-- Given records start --
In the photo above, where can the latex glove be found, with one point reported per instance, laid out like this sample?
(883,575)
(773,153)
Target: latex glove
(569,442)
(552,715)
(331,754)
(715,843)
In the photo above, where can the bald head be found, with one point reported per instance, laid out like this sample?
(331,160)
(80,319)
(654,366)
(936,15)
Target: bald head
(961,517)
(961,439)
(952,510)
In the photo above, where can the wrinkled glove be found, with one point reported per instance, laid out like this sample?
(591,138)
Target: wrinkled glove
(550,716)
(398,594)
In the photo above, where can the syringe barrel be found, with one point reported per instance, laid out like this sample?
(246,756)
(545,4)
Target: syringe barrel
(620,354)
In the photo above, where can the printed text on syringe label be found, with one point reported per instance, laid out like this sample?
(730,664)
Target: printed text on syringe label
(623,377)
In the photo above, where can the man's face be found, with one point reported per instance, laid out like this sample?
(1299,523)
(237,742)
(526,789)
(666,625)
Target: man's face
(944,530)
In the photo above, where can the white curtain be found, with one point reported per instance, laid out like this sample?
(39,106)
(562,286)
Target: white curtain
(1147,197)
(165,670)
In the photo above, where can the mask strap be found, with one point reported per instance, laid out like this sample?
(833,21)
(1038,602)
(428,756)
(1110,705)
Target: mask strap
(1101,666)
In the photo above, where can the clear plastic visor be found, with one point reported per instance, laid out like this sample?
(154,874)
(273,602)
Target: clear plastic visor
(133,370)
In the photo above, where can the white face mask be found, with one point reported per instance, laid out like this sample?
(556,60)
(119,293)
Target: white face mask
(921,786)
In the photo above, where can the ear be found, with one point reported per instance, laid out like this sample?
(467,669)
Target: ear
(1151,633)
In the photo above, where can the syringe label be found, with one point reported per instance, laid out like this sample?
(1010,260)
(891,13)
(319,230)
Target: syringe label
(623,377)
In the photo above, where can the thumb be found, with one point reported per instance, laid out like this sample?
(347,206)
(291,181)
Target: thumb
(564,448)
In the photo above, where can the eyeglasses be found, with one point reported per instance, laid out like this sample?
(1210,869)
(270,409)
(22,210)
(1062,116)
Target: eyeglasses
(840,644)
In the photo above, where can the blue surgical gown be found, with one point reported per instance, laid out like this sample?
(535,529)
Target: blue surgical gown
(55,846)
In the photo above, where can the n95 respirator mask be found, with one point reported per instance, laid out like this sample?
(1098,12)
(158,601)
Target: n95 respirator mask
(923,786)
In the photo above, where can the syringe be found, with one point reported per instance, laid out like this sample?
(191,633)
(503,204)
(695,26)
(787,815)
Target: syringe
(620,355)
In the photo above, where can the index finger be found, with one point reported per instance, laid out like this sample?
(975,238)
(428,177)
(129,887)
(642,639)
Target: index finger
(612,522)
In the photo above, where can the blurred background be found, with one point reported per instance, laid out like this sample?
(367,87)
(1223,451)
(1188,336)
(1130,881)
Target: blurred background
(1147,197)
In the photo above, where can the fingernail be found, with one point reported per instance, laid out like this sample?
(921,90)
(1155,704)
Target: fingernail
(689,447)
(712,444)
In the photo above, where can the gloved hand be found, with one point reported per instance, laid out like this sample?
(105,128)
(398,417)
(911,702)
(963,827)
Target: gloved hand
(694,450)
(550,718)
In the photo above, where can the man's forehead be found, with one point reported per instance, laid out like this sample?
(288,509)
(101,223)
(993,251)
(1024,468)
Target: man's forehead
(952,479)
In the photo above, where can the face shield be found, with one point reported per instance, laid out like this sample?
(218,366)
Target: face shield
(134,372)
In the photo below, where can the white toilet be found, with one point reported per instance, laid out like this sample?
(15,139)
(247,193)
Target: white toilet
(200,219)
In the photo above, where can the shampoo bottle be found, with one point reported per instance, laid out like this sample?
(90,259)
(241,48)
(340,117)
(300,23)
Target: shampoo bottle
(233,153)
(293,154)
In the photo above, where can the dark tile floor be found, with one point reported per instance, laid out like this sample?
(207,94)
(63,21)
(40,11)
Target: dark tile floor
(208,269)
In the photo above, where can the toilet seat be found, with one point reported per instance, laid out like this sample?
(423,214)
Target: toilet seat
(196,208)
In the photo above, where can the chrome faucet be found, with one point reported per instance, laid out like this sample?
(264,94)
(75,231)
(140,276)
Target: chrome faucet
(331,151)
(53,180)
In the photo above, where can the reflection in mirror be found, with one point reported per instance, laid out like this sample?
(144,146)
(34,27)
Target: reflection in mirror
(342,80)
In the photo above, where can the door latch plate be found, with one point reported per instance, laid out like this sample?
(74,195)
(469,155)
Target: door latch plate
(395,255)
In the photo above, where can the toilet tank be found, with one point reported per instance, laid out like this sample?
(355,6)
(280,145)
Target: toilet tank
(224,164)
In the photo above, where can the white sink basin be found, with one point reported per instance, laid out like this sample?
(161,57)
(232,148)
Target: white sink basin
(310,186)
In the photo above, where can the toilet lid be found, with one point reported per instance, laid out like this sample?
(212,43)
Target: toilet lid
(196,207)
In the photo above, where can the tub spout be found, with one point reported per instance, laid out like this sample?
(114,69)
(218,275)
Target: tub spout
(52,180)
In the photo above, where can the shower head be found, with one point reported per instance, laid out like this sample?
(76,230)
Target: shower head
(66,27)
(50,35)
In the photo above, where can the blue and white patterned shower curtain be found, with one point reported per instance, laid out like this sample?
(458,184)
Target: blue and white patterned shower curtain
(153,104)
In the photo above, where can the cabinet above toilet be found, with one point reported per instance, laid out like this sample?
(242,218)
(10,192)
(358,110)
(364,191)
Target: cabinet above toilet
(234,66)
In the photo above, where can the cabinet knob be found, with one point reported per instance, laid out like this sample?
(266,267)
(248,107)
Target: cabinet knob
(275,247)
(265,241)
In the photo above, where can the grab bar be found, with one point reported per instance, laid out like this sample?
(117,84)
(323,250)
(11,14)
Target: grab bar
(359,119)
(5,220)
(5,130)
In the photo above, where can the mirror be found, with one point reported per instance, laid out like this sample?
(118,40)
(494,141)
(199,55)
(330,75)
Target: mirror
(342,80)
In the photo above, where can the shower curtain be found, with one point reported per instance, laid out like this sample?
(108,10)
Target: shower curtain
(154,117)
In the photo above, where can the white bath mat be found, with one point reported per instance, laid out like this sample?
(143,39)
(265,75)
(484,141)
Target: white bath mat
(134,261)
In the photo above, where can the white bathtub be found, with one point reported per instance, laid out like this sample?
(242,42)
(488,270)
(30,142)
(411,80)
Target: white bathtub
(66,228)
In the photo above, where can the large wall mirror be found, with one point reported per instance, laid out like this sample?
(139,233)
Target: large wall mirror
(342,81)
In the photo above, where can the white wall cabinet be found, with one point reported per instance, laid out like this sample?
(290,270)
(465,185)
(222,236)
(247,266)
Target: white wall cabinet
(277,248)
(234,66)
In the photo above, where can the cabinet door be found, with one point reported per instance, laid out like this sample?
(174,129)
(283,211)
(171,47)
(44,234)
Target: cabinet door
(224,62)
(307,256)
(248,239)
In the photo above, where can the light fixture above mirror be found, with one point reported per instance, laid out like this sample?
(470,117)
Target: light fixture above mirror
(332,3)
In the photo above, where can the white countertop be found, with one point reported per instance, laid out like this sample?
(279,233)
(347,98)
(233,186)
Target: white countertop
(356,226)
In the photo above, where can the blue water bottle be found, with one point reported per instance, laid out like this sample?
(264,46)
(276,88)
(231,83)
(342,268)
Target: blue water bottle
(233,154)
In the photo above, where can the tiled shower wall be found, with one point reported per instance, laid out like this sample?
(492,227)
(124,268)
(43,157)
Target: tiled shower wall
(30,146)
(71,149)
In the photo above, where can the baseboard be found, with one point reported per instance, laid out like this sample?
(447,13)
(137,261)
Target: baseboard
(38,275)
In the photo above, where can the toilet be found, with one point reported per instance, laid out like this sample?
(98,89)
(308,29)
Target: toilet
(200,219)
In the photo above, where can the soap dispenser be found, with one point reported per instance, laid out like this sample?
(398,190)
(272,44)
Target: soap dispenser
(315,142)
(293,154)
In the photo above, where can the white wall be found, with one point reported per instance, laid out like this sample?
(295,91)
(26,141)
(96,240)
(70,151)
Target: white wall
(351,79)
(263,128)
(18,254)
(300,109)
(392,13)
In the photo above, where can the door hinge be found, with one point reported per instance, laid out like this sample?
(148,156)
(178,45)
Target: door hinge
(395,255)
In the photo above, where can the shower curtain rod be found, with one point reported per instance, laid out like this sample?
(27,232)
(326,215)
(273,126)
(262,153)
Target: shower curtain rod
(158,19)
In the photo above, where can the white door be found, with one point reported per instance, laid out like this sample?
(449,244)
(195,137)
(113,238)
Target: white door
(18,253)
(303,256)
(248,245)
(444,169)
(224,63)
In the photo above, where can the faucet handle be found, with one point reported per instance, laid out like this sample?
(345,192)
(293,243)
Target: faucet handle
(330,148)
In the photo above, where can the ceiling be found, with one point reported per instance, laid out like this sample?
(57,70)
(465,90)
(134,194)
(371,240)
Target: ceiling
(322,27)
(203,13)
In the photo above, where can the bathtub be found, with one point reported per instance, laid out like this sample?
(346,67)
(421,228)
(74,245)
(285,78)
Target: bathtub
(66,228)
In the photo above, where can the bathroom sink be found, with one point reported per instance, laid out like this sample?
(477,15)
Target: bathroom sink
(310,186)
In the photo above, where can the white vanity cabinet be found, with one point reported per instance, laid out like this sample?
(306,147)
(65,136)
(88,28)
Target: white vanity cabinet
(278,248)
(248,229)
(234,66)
-- Given records end --
-- Given records start --
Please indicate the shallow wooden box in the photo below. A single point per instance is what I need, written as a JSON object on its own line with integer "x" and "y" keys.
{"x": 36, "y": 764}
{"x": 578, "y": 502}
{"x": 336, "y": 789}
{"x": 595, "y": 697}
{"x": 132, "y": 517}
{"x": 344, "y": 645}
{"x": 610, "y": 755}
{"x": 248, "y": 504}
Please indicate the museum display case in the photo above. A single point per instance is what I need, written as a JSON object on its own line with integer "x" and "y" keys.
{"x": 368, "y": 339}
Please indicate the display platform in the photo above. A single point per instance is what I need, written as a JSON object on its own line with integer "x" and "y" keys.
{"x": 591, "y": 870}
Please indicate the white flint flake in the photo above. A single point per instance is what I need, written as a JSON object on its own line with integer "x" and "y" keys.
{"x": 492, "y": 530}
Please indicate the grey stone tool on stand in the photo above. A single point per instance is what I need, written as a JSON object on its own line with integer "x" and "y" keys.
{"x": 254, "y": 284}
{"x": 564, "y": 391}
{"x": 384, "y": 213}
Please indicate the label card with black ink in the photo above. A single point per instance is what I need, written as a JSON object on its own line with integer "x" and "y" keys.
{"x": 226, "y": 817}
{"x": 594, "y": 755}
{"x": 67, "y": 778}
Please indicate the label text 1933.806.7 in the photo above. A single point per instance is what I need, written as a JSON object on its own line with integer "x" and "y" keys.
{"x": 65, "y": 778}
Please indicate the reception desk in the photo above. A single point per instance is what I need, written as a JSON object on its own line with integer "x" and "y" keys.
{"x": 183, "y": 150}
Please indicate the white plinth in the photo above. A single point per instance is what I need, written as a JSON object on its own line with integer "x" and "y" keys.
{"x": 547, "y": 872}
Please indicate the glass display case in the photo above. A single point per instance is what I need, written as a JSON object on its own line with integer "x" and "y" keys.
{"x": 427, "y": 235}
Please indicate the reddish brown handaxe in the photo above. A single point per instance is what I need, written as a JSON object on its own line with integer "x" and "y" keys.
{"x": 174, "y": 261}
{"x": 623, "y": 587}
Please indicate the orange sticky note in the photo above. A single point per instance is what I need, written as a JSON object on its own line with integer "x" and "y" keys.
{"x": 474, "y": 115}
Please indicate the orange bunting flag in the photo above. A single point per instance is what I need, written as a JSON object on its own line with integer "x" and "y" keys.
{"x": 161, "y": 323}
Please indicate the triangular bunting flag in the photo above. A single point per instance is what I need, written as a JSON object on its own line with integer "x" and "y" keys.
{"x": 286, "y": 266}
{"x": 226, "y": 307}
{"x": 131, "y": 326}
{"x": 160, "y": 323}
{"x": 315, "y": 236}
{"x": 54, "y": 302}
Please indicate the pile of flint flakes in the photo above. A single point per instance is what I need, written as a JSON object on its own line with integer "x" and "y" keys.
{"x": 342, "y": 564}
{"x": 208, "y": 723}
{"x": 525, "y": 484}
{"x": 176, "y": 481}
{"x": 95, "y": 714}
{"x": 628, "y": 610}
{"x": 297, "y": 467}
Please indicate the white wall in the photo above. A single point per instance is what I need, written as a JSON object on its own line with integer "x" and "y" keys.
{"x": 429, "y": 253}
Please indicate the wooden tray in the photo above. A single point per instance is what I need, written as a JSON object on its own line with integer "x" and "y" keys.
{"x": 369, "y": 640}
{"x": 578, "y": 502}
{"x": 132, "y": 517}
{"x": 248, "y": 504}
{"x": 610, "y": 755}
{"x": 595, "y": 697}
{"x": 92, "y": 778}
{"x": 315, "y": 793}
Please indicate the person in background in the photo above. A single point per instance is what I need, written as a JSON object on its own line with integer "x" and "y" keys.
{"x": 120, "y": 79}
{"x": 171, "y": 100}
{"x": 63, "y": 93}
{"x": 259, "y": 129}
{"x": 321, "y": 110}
-- Given records end --
### Problem to work on
Which lines in the records contain the string "strap"? Gather each of them and copy it out in full.

### The reply
In the photo above, where can the mask strap be found, with one point reported per instance, laid out like this sample?
Target: mask strap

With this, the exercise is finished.